A gallery would definitely be cool.


----------



## Maniacal (Jul 16, 2008)

Is the guy with the F8 on here?

I had a go on that guitar, its amazingly nice. 

Nolly, if you give me a list of sections you want, I will make the forum. 

I think its a good idea as there is no community for Black Machine owners.


----------



## Ciprian (Jul 16, 2008)

I voted 11 and signed up to your forum. What's that little fragment you play at the end of the vid?

The book seems very interesting, I'll order it soon.


----------



## Maniacal (Jul 16, 2008)

Well originally my video was just going to be as much shred as possible. 

Then i saw the bit about style etc

So I put on a backing track I made and did some improv.

I should have put more of it on, but I assumed shredding was the most important factor for the competition. 

Thanks for the 11 and the sign up


----------



## Blackrg (Jul 16, 2008)

Wow the video is sick! I gave you an 11

Good luck with it


----------



## -Nolly- (Jul 16, 2008)

Maniacal said:


> Is the guy with the F8 on here?
> 
> I had a go on that guitar, its amazingly nice.
> 
> ...



Nah he's not, he is on the rig-talk forums though. Posts as i.ak, and has his guitar as his avatar. I played Doug's personal F8 when i collected mine, and that was awesome, if slightly disorientating. Yours is the original prototype right?

How about just making a blackmachine subforum, and we can make a gallery and whatnot within that. Any good threads can be stickied. I can't imagine it will be the busiest forum around, but it could serve a good purpose.

EDIT: Just bought your book


----------



## Maniacal (Jul 16, 2008)

Thanks for buying my book, I hope you can get something from it.

** AVAILABLE RECORDS **
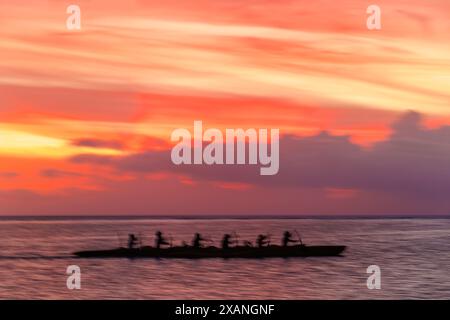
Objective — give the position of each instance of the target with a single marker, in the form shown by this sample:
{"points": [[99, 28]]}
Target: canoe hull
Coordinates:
{"points": [[214, 252]]}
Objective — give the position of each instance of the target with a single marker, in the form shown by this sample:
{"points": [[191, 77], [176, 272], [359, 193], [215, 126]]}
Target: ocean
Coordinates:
{"points": [[413, 256]]}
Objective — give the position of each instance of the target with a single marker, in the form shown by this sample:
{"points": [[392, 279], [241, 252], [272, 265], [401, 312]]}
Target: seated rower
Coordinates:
{"points": [[132, 241], [287, 237], [262, 241], [226, 241], [159, 240], [197, 241]]}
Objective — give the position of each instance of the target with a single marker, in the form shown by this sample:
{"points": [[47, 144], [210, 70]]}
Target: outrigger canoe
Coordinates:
{"points": [[245, 252]]}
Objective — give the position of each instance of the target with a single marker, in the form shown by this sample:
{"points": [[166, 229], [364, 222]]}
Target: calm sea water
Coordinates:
{"points": [[413, 254]]}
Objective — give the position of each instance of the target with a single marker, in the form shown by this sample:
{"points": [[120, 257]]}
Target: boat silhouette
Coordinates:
{"points": [[189, 252]]}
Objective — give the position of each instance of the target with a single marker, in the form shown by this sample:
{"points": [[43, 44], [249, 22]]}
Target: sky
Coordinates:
{"points": [[86, 115]]}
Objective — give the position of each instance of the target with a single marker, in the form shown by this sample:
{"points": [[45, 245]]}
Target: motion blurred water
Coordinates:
{"points": [[413, 254]]}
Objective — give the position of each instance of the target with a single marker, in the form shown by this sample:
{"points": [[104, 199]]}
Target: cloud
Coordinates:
{"points": [[8, 174], [412, 161], [55, 173], [97, 143]]}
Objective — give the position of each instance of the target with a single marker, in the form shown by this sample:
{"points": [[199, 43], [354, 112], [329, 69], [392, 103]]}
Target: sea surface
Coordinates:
{"points": [[413, 255]]}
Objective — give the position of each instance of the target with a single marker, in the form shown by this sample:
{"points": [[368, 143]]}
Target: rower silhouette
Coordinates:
{"points": [[287, 237], [197, 241], [132, 241], [159, 240], [262, 241]]}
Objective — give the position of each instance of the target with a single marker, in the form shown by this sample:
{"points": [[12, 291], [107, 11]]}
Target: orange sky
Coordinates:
{"points": [[140, 69]]}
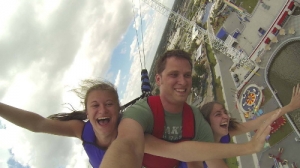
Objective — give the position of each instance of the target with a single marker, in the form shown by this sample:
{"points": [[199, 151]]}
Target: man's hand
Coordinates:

** CHALLENGE A **
In the forum thread, what name does the F8 owner use on the rig-talk forums?
** CHALLENGE B **
Please identify every line of the records that contains the word "silhouette", and copy each one.
The forum thread and the records have no connection to each other.

** CORRECT ANSWER A **
He posts as i.ak.

** CORRECT ANSWER B **
Target: boat silhouette
Target: rower silhouette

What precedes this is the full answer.